--- PROBLEM REQUIREMENTS ---
Among the lines of the records, find all that carry the word "shaggy" and copy them.

Stored data entries:

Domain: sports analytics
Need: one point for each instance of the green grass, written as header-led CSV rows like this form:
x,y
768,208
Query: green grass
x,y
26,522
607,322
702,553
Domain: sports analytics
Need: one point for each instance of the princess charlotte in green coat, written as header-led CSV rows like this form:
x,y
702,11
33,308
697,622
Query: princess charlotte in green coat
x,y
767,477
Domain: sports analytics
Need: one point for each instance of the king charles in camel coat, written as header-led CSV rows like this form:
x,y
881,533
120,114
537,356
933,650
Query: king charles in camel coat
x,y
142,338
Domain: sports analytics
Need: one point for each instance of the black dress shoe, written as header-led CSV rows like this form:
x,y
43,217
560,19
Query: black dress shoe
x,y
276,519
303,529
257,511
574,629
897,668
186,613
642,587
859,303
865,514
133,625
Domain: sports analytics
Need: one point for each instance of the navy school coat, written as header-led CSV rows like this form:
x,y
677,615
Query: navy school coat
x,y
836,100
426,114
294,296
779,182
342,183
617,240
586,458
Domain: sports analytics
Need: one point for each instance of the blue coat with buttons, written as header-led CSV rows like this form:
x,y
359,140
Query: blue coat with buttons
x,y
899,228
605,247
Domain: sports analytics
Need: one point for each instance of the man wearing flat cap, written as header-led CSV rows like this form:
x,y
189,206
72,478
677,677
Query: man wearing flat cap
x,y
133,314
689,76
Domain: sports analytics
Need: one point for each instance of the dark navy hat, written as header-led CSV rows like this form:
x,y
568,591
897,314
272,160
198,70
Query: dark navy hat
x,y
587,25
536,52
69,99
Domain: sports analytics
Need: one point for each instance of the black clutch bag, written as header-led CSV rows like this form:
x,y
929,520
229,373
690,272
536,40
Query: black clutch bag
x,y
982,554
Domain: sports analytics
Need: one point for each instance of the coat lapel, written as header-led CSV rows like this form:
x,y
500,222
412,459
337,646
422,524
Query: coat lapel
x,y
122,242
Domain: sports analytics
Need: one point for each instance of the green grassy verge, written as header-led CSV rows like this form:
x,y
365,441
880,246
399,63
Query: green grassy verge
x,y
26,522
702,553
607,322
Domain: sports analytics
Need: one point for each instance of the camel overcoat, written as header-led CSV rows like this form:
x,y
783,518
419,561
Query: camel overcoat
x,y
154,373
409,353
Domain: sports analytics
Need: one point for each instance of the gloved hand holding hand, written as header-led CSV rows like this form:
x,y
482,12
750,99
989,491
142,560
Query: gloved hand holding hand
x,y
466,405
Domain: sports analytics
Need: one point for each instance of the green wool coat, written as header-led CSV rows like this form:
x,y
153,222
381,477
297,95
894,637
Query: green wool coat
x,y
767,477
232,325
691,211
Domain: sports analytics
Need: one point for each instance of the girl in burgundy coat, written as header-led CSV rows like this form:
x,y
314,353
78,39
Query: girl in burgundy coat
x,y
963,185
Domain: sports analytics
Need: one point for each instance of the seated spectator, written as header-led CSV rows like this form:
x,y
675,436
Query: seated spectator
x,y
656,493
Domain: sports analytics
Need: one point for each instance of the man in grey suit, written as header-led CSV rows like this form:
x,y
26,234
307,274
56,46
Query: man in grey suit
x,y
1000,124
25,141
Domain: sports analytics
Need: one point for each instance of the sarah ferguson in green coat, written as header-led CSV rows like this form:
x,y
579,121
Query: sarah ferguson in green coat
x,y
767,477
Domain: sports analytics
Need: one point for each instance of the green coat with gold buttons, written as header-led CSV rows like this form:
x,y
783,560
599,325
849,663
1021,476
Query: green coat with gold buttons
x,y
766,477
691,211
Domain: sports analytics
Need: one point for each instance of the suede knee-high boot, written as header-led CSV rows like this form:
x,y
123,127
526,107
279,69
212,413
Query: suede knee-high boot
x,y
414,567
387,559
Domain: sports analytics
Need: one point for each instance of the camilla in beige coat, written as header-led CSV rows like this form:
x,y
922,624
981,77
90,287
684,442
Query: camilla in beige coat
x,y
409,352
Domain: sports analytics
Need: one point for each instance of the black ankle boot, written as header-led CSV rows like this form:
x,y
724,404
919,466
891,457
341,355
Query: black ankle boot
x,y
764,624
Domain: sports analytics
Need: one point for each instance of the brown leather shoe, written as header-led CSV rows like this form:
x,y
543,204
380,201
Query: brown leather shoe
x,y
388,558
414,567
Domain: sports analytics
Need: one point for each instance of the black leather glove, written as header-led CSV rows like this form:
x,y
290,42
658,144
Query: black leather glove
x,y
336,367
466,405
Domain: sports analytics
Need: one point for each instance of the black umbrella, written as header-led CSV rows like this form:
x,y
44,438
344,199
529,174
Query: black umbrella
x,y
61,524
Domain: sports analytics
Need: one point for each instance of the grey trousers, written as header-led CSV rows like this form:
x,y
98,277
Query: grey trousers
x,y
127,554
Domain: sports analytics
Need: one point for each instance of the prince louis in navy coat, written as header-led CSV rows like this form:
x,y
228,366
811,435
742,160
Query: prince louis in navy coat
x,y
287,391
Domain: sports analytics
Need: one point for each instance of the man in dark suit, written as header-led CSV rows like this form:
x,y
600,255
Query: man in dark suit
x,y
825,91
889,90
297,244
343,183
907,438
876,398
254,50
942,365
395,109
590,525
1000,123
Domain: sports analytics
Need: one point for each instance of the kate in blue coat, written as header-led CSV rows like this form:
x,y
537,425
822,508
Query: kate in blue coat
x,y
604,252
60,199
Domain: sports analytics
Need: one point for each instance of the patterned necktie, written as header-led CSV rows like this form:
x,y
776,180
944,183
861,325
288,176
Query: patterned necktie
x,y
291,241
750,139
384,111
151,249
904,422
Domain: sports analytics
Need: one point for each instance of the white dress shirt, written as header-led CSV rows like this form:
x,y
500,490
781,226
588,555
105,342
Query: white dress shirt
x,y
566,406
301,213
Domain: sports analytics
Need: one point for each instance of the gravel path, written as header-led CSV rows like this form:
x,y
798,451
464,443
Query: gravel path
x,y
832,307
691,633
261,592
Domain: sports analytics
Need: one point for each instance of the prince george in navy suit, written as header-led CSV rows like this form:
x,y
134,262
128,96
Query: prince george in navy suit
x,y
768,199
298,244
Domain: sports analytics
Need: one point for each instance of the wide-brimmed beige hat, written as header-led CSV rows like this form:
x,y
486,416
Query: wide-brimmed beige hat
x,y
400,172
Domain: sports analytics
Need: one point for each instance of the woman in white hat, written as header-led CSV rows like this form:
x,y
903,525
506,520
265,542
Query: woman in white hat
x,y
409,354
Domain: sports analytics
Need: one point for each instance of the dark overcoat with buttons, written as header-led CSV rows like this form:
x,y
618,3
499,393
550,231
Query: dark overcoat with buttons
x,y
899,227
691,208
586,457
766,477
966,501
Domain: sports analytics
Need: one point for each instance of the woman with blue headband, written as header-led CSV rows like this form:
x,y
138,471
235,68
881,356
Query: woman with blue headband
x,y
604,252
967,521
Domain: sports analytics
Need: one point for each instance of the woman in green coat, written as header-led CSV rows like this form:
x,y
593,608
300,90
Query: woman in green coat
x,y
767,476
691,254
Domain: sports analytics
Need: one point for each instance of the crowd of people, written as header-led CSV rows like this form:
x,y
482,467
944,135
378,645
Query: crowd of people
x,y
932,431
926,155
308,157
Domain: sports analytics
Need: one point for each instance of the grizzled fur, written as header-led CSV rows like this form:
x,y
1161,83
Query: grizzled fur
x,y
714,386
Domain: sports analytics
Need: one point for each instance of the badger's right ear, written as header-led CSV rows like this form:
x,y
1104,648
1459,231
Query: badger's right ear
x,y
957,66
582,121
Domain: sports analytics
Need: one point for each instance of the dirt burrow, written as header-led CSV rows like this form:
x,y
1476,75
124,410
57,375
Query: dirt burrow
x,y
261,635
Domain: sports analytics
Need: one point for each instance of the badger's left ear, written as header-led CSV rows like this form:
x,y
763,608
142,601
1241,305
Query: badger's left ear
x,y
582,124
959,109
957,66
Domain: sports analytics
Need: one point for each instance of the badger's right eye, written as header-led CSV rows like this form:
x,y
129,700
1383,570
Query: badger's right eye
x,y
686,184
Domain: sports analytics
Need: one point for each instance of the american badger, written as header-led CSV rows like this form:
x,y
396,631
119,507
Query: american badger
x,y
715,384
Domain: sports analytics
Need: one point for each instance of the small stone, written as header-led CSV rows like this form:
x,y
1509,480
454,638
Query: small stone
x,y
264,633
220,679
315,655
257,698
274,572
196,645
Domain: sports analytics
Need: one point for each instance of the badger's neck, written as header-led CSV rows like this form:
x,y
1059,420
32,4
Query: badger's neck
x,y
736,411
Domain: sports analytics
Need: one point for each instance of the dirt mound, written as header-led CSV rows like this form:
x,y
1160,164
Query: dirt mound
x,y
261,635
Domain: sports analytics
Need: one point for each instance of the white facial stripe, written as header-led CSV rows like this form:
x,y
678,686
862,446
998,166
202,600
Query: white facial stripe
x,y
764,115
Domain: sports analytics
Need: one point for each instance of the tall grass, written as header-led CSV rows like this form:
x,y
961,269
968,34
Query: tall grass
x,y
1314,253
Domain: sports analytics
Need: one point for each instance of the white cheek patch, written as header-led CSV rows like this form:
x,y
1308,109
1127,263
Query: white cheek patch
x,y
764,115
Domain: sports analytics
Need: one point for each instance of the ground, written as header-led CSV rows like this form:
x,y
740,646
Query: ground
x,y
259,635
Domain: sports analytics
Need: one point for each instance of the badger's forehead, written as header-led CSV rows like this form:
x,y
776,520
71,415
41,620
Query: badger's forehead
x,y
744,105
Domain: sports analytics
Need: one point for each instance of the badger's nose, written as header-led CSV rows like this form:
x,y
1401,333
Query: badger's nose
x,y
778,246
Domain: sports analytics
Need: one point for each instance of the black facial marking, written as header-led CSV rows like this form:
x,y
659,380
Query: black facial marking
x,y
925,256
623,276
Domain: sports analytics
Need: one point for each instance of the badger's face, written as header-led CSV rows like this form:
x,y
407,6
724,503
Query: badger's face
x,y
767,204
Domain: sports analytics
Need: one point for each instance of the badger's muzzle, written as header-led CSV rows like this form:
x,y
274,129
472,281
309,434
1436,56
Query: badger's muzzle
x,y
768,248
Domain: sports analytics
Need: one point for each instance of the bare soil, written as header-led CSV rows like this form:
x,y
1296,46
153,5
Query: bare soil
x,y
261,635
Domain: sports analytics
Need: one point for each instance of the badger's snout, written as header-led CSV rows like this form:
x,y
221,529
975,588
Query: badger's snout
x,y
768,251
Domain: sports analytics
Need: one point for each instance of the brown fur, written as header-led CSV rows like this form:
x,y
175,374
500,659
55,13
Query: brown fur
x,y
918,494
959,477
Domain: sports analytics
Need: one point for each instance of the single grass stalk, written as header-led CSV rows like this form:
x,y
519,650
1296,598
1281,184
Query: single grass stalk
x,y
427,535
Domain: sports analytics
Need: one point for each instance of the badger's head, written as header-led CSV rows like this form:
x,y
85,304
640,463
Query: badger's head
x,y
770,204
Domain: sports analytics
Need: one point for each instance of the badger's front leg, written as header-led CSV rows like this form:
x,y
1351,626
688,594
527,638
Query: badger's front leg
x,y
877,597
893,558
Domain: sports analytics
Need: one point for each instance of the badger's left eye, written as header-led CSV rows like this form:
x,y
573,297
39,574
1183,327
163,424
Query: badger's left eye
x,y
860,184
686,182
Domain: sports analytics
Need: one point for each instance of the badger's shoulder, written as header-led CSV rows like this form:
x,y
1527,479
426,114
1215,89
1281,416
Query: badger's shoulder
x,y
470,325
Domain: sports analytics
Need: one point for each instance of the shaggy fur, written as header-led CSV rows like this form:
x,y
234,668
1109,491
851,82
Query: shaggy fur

--- RESULT ---
Need: one point for each instance of the shaggy fur, written as header-led CSV rows like this form:
Query: shaggy fur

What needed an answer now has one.